*Task statement*. Extract all of the entries and set them down verbatim.

[Start of Records supplied]

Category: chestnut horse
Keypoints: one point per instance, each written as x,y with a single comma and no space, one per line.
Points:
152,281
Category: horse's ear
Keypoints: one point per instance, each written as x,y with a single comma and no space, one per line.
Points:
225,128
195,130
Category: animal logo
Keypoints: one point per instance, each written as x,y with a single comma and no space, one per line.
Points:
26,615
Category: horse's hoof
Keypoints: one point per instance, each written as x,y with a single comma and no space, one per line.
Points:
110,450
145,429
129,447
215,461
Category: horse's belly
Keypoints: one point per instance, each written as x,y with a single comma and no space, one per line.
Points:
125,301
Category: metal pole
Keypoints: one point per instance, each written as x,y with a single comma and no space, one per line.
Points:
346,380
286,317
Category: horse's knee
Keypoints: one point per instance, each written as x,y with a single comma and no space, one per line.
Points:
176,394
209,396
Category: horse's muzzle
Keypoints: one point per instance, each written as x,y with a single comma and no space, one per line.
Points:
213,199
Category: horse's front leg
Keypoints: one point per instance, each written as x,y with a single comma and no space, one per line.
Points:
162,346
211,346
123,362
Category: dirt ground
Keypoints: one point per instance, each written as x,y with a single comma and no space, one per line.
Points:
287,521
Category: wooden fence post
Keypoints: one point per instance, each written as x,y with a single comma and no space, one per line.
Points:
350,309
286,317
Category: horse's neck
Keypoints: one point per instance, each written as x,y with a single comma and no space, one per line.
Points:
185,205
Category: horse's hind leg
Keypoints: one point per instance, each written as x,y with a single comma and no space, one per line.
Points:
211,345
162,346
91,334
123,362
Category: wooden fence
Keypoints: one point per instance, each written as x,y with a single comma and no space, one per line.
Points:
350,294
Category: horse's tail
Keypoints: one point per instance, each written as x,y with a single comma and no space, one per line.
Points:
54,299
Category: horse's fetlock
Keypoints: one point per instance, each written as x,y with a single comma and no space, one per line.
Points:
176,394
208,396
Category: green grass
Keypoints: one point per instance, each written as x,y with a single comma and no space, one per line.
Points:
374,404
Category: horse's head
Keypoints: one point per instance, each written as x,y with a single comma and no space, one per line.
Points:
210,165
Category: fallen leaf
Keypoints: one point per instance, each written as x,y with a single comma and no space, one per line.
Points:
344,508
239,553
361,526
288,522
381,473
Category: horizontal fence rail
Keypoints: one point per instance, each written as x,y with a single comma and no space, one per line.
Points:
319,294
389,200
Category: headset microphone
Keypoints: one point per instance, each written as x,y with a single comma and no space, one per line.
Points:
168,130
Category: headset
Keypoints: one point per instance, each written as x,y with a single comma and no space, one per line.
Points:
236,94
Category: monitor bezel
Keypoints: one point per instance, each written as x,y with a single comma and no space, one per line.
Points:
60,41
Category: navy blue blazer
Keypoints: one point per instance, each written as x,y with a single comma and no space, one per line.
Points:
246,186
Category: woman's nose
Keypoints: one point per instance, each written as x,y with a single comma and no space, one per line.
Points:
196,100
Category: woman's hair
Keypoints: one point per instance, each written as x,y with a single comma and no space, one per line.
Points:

[End of Records supplied]

*Finished task*.
Category: chestnut horse
Keypoints: one point per instance, each written as x,y with a single comma and no space, one per line.
Points:
152,281
Category: horse's ear
Keypoints: one point per instance, each written as x,y with a single comma and no space, one per line.
Points:
225,128
195,130
Category: animal logo
Keypoints: one point per instance, each written as x,y with a single comma and no space, one per line.
Points:
26,615
Category: horse's hoof
Keypoints: one point per instance, each written as x,y with a single comma and no space, one per line.
Points:
110,450
145,429
129,447
215,461
Category: horse's belly
Keypoints: one point per instance, each written as x,y with a single comma and no space, one per line.
Points:
125,301
Category: metal pole
Keypoints: one point per instance, each written as x,y with a single comma and no space, one per line.
Points:
346,380
286,317
Category: horse's knee
Keypoints: one point per instance, each written as x,y with a single comma and no space, one per line.
Points:
176,394
209,396
Category: horse's muzzle
Keypoints: one point per instance, each written as x,y with a single comma and no space, one per line.
Points:
213,199
Category: horse's front leg
Keypoints: one point per instance, each written as x,y with a single comma and no space, one per line.
Points:
162,346
211,346
123,362
Category: dirt ground
Keypoints: one point per instance, each written as x,y with a single comma and no space, one per line.
Points:
287,521
Category: wooden fence post
Keypoints: one point per instance, each written as x,y with a single comma and no space, one per line.
Points:
350,309
286,317
Category: horse's neck
Keypoints: one point per instance, each written as x,y with a single comma and no space, one per line.
Points:
185,205
Category: horse's hind leg
Keypoints: one point per instance, each written as x,y with a single comma and no space, one per line.
Points:
211,345
162,346
91,334
123,362
Category: wooden fence
Keypoints: one point per instance, each written as x,y with a single comma and no space, one per line.
Points:
350,294
Category: horse's tail
Keypoints: one point per instance, each written as x,y with a single comma and no space, one per line.
Points:
54,299
Category: horse's fetlock
Keypoints: one point per instance, each written as x,y with a single comma and no space, one per line.
Points:
176,394
208,396
Category: green grass
Keypoints: one point per instance, each written as x,y with a single comma and no space, one per line.
Points:
374,404
Category: horse's head
Keypoints: one point per instance, each written as x,y with a single comma and no space, one per line.
Points:
210,165
Category: fallen leaf
Keypoints: one point per instance, each written as x,y with a single comma and no space, one per line.
Points:
344,508
239,553
361,526
288,522
381,473
Category: horizontal fence rail
Keypoints: one point per instance, each written as x,y with a single comma and no space, one per line.
Points:
319,294
389,200
Category: headset microphone
Keypoints: one point per instance, each written as x,y with a single comma and no space, one per line.
Points:
168,130
Category: headset
Keypoints: one point per instance, each written as x,y with a single comma and no space, one per line.
Points:
236,94
Category: monitor bezel
Keypoints: one point per instance, each written as x,y with a single comma and no space, one per line.
Points:
60,41
Category: navy blue blazer
Keypoints: one point per instance, each written as x,y with a single comma and no space, one per line.
Points:
246,186
Category: woman's nose
Keypoints: one point per instance, each written as x,y with a single comma and no space, one per line.
Points:
196,100
Category: woman's hair
Keypoints: one point per instance, each written as x,y with a single comma and no space, one per line.
Points:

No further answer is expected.